◆ Soal yang Dikerjakan ◆
1/ Dalam petikan bacaan, di jurusan apa adik yang mengajar di TK Al Qur'an itu berkuliah?
2/ Kumpulkan semua baris daftar yang memuat kata "Query".

◆ Petikan Bacaan ◆
Dilarang Makan Sambil Berdiri

Oleh: Al Jupri

“Kang, tahu ga?” tanya adik saya saat ngobrol sambil makan malam bersama beberapa waktu yang lalu.

“Bagaimana saya tahu kalau kamu belum apa-apa sudah nanya tahu apa engga?” begitu jawab saya seenaknya, agak kesal menanggapinya.

“Tahu apa?” balik saya bertanya padanya, sambil melahap nasi bungkus yang dari tadi sudah mulai disantap, dan sekarang kira-kira tinggal separuhnya. 😀

“Ternyata ngajar anak-anak TK itu asyik ya?” mulai dia memberi tahu saya, sambil senyum-senyum sendiri.

“Kemarin, ada kejadian yang bikin saya ketawa terus-terusan,” mulai adik saya bercerita. Ya, bercerita tentang anak muridnya di TK Al Qur’an. Kebetulan, adik saya itu, di waktu senggangnya, saat sore hari biasanya, dia membantu jadi pengajar di TK Al Qur’an yang dikelola oleh salah satu Masjid di kota Bandung, dekat kampus kuliahnya saat ini. Walaupun dia kuliah di Jurusan Pendidikan Fisika, tetapi mungkin karena punya bekal pendidikan agama yang cukup baik (lulusan Madrasah Tsanawiyah di kampung), dia dipandang mampu jadi pengajar TK Al Qur’an di tempatnya mengajar.

“Lucu bagaimana? Cerita dong yang bener, jangan senyum-senyum gitu,” pinta saya yang makin kesal menunggu ceritanya yang belum juga dimulai.

Ceritanya begini.

“Kan anak-anak TK tuh diajari kalau makan itu ga boleh berdiri, sesuai hadist rasulullah yang kira-kira artinya dilarang makan sambil berdiri,” mulai dia bercerita dengan baik, dengan mimik muka yang agak serius, bak seorang guru bercerita pada muridnya.

“Nah, namanya juga anak TK, masih ga bisa diem ngikutin pelajaran, banyak murid-murid saya yang saat jam belajar minta ijin untuk jajan, ” kembali dia tersenyum, sedikit tertawa, dan sambil terus bercerita, menirukan kata-kata muridnya yang lucu-lucu itu.

◆ Daftar yang Disediakan ◆
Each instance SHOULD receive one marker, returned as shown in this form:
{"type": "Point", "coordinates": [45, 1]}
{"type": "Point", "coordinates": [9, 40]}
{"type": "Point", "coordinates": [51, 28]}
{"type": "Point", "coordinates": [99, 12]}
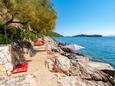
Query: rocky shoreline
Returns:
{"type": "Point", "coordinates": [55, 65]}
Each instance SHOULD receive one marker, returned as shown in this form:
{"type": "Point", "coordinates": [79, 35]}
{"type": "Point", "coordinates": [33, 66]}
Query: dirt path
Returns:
==
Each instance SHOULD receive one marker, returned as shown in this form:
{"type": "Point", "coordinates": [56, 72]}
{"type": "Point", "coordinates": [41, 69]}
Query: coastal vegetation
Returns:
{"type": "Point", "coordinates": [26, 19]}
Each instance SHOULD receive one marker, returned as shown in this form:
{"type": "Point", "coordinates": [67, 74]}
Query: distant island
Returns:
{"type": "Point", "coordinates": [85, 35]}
==
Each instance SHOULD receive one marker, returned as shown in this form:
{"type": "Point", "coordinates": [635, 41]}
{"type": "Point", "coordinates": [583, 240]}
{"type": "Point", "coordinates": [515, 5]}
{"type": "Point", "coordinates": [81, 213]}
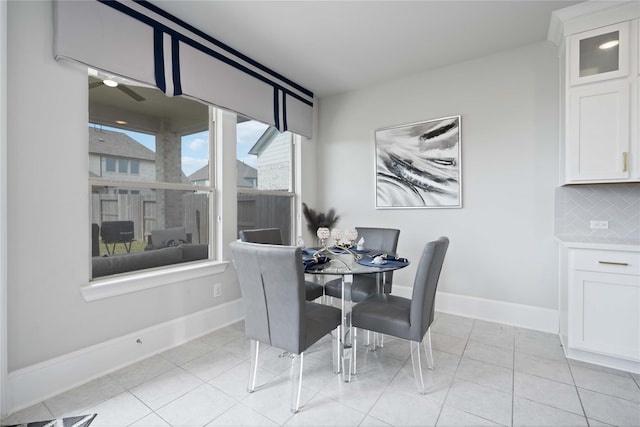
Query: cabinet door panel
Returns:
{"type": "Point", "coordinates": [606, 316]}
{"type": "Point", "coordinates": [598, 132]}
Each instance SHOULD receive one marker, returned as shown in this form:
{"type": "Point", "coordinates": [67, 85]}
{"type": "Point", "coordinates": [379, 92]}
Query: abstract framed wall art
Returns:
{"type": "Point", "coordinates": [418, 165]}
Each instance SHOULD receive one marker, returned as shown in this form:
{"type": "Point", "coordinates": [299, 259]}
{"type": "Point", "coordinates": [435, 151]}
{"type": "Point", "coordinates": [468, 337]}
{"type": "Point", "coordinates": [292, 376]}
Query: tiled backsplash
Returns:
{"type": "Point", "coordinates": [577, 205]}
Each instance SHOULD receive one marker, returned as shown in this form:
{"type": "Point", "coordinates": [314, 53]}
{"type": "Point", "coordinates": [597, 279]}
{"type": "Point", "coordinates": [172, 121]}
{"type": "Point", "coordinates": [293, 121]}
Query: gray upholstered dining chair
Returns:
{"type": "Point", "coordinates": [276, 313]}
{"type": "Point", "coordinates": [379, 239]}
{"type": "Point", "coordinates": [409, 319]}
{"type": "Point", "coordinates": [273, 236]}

◆ Jawaban Lengkap ◆
1/ Jurusan Pendidikan Fisika.

2/
Query: rocky shoreline
Query: dirt path
Query: coastal vegetation
Query: distant island
Query: cabinet door panel
Query: abstract framed wall art
Query: tiled backsplash
Query: gray upholstered dining chair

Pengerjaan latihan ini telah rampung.